▸ GIVEN PROBLEM A
Return each line of the listing below that contains the word "blue".

Approach 2: in-memory map

Our linear scan works, but it has a clear problem. Every request re-reads and re-parses half the file on average. At a million records that is half a million JSON objects per request, and the numbers showed us what that costs.

Here is the question that fixes it. Why are we doing all this work on every request? We know the file. We read it just a moment ago. Why not read it once, keep the whole thing in memory, and look up users from there?

That is this lesson. The change is almost laughably small. The throughput goes up by roughly four orders of magnitude at a million records.

The idea

When the server starts, we load the entire file into memory and put every record into a Map. A Map in JavaScript is a hash table, which means looking up a value by its key is effectively constant time. It does not care if the map has ten entries or ten million.

From that moment on, findUser(id) is just users.get(id). One operation.

Writes get a small complication. When we create a new user, we have to update two things: the file on disk (so the data survives a restart) and the map in memory (so the next read sees the new user). The file stays the source of truth. The map is a derived index we rebuild on every startup.

Where we are starting from

In the last lesson we seeded users.jsonl (with 1,000 records, and then possibly 1,000,000 when we stress-tested). We also wrote a linear-scan src/store.ts and updated the handler in src/server.ts to await its async findUser.

All of that state carries over. The users.jsonl file is still on disk, still valid JSONL. We are not going to re-seed it for the functional part of this lesson; the new store just reads whatever is already there.

What is going to change:

1. src/store.ts gets replaced (it is short, we will rewrite the whole file).
2. src/server.ts loses the async/await we added for linear scan, because the new findUser is synchronous again.
3. Nothing else.

If your dev server from the previous lesson is still running under npm run dev, leave it. Node’s --watch flag will restart the process every time we save src/store.ts, so you can just keep the server tab open and watch it reload after each step.

▸ DATA LINES
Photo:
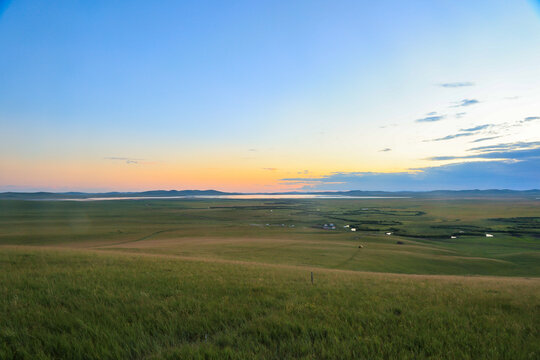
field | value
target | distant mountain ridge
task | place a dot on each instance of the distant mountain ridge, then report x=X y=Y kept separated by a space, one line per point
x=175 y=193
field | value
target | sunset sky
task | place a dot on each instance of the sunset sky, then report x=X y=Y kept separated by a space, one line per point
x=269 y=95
---
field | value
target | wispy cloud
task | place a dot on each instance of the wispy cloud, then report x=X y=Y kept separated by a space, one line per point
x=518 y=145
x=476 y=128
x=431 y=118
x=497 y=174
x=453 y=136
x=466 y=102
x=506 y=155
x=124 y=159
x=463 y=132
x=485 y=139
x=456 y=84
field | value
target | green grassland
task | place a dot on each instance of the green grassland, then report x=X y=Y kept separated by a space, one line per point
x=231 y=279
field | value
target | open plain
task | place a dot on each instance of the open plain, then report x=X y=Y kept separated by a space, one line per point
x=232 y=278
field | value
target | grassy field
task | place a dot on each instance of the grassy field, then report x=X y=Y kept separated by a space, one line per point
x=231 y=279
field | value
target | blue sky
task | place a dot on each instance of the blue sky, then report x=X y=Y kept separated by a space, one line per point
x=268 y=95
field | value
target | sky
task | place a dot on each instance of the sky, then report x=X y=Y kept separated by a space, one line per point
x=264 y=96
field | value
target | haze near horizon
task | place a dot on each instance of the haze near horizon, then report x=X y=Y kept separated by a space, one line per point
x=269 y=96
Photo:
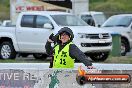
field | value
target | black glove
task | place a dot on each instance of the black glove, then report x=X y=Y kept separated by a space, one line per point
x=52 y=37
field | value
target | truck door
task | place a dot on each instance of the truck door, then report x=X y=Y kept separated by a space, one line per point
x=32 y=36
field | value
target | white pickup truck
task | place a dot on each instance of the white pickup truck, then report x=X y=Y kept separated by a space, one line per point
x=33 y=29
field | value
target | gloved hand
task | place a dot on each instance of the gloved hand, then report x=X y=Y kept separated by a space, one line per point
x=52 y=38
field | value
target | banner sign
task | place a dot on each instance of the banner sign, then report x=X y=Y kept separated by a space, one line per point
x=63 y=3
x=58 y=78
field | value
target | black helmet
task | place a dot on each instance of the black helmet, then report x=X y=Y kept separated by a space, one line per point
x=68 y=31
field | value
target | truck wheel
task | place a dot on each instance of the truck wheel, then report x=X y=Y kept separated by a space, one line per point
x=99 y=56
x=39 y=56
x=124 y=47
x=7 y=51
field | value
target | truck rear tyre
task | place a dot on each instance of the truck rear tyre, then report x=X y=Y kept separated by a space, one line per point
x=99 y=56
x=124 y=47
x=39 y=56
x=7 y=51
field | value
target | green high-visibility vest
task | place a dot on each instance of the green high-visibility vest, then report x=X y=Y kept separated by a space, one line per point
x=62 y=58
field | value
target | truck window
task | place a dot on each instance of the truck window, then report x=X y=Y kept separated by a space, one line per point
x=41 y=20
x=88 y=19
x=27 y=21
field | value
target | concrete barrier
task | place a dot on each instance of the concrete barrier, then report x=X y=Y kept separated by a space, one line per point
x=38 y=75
==
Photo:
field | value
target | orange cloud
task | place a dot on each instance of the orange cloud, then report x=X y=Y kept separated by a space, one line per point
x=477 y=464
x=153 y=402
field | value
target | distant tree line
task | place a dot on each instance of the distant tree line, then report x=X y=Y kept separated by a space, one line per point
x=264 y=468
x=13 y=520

▸ GIVEN PROBLEM B
Echo the in-memory map lesson above word for word between "In the last" and "its async findUser.", inclusive.

▸ EXERCISE RESPONSE A
target | blue sky
task | place a dot on each instance of the blue sky, then report x=X y=Y kept separated by a space, one line per point

▸ EXERCISE RESPONSE B
In the last lesson we seeded users.jsonl (with 1,000 records, and then possibly 1,000,000 when we stress-tested). We also wrote a linear-scan src/store.ts and updated the handler in src/server.ts to await its async findUser.